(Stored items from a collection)

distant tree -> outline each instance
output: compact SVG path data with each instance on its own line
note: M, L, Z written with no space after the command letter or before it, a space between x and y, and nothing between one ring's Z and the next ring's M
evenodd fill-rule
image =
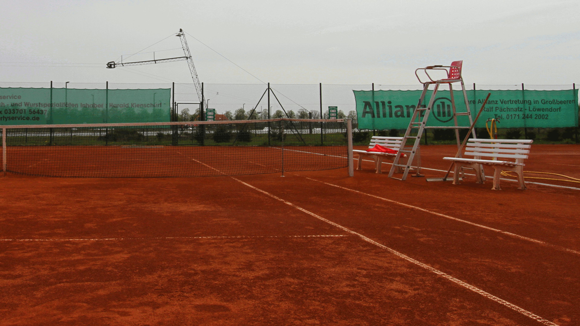
M231 114L231 111L226 111L226 113L224 114L224 115L225 115L226 117L227 118L228 120L234 119L234 115Z
M179 113L177 119L179 121L188 121L191 115L189 114L189 109L184 108Z
M303 108L298 110L299 119L308 119L308 111Z
M246 114L244 109L240 108L235 110L235 113L234 114L234 117L235 118L236 120L245 120L246 119Z
M282 112L281 110L277 110L274 113L274 114L272 115L272 118L277 119L285 116L286 115L284 114L284 113Z
M349 111L349 114L346 116L347 119L352 119L353 123L357 122L357 111Z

**Aim of the exercise:**
Update the records above so that "distant tree" reads "faraway tree" and everything else stays the same. Leave the pictures out of your answer.

**Final result:**
faraway tree -> outline each instance
output: compact SVG path data with each instance on its own line
note: M, L, Z written with no space after the command letter or before it, a space between x and y, and nothing between one ring's Z and the next ring's M
evenodd fill-rule
image =
M231 114L231 111L226 111L226 113L224 114L224 115L225 115L226 117L227 118L228 120L234 119L234 115Z
M179 113L177 119L179 121L188 121L191 115L189 114L189 109L184 108Z
M303 108L298 110L299 119L308 119L308 111Z
M246 114L244 109L240 108L235 110L235 113L234 114L234 117L235 118L236 120L245 120L246 119Z
M282 112L281 110L277 110L274 113L274 114L272 115L272 118L277 119L285 116L286 115L284 114L284 113Z
M349 111L349 114L346 116L347 119L352 119L353 123L357 122L357 111Z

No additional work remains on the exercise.